Set task:
Copy all the material that follows, keeping every character the same.

[Position annotation records]
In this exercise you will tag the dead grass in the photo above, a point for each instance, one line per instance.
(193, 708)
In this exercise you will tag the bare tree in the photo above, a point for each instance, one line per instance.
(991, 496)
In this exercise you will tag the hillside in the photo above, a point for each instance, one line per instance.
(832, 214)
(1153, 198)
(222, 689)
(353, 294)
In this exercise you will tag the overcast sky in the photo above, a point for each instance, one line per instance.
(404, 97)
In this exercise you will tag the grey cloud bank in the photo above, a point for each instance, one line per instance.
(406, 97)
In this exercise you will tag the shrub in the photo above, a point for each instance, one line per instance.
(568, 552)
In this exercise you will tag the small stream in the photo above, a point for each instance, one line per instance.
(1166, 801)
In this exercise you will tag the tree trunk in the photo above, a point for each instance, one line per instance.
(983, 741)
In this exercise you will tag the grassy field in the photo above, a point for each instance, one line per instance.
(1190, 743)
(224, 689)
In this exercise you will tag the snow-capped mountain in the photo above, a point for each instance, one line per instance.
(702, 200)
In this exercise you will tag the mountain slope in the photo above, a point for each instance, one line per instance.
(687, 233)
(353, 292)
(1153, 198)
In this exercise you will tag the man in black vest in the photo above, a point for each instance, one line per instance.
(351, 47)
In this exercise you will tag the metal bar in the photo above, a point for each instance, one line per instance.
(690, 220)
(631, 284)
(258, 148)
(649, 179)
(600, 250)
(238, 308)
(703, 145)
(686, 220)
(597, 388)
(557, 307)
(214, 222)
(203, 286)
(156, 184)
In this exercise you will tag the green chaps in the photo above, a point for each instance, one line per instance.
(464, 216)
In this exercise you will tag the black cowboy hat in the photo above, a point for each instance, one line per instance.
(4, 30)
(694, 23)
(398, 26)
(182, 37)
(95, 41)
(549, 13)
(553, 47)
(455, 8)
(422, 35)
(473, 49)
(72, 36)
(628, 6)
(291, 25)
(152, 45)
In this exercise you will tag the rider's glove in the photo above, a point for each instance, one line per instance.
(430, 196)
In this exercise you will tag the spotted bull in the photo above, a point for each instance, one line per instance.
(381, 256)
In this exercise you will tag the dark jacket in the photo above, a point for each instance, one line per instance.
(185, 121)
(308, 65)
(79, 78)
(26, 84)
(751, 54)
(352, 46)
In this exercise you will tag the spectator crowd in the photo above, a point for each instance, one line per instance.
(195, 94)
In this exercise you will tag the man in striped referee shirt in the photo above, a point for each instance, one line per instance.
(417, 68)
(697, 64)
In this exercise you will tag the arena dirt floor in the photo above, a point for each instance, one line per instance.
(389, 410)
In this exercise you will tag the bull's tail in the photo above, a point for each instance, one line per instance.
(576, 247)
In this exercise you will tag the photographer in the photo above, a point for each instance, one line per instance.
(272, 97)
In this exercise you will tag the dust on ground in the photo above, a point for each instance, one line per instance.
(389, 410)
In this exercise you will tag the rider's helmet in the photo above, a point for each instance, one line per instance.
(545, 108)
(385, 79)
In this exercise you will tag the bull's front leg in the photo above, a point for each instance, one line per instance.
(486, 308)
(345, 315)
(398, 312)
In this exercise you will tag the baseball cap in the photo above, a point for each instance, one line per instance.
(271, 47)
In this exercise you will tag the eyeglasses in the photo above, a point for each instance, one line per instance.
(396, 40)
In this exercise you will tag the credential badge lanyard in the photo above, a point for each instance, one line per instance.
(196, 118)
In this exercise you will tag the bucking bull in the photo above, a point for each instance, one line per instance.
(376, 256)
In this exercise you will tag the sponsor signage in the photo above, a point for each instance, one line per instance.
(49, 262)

Exercise solution:
In this exercise you will tag the dead grass in the photo above, a point for each instance, one line per instance.
(193, 708)
In this exercise you will tag the bare tree in the photo above, a point for each instance, one line per instance.
(991, 496)
In this exercise you will tag the hillside in the photo above, a point for each instance, one line per instance.
(832, 214)
(1153, 198)
(222, 689)
(353, 294)
In this exercise you will tag the overcast sky in the photo above, a point for each instance, one line per instance.
(404, 97)
In this exercise you will tag the grey cloud bank in the photo above, a point for each instance, one line per instance.
(406, 97)
In this exercise you will tag the shrub in the photo above, a point for each instance, one line per instance.
(568, 552)
In this exercise you will tag the small stream in the photo above, a point for each instance, one line per instance.
(1166, 801)
In this exercise you will tag the tree trunk in the photo above, a point for each instance, one line per instance.
(983, 741)
In this exercise you will tag the grassy field in the photo above, a point for each instance, one line per instance.
(1190, 743)
(224, 689)
In this exercise you will tag the snow-capped mountain in the photo above, a point for each instance, one line per instance.
(702, 200)
In this exercise you will tag the mountain slope in the photo above, a point for each instance, one line per instance.
(687, 233)
(353, 292)
(1153, 198)
In this exercise you will tag the man in black vest in the photo above, a point for each instance, one line per instance.
(351, 47)
In this exercise you will tag the metal bar in the photo above, a point for each instance, one line per instance.
(690, 220)
(631, 284)
(258, 148)
(649, 179)
(600, 250)
(238, 308)
(703, 145)
(686, 220)
(597, 388)
(557, 307)
(214, 222)
(203, 286)
(156, 184)
In this exercise you will tag the green chaps in the photo above, a point for each instance, one line per instance.
(464, 216)
In this exercise you will tag the black cowboy hat in the photo above, a point for each instance, one line per instance.
(4, 30)
(694, 23)
(398, 26)
(182, 37)
(95, 41)
(549, 13)
(553, 47)
(455, 8)
(422, 35)
(473, 49)
(72, 36)
(628, 6)
(291, 25)
(152, 45)
In this exercise you will tag the rider's glove in the photo above, a point for each instance, one line per instance.
(430, 196)
In this exercise you will tag the spotted bull in the photo above, a point for each instance, one line per instance.
(381, 256)
In this exercise you will tag the dark jacket in the photo above, a point for each instance, one line per instance.
(185, 121)
(308, 65)
(79, 78)
(26, 84)
(751, 54)
(352, 46)
In this exercise you will tag the spectator crowd in the photo above, a point for each instance, one line per instance.
(195, 94)
In this exercise you will tag the man in striped referee shirt in the photo above, a point for each instance, one line per instance.
(417, 68)
(697, 64)
In this exercise you will tag the arena dirt floor in the photo above, a point for each instance, one line per instance.
(389, 410)
In this exercise you will tag the bull's tail in the photo above, a point for each instance, one line per instance.
(576, 247)
In this exercise you will tag the photographer in the photo above, a point for each instance, one line per instance.
(272, 97)
In this exercise you will tag the dust on ground in the photo above, a point for each instance, one line per instance.
(389, 410)
In this exercise you will tag the rider's helmet in the photo above, a point for each instance, one line per instance.
(545, 108)
(385, 79)
In this exercise you will tag the bull's front leg in the photo above, a point for each instance, one line per instance.
(486, 308)
(345, 315)
(398, 312)
In this exercise you will tag the baseball cap in the photo above, a point for each instance, one line per instance.
(271, 47)
In this exercise you will tag the eyeglasses in the photo above, a point for each instance, one line per instance.
(396, 40)
In this exercise you will tag the credential badge lanyard in the photo above, a point for each instance, one line per instance.
(196, 118)
In this exercise you will tag the bucking bull in the photo above, a point for each instance, one line per instance.
(376, 256)
In this exercise you will tag the sponsor signage in the photo above, a point for each instance, one line per instance.
(49, 262)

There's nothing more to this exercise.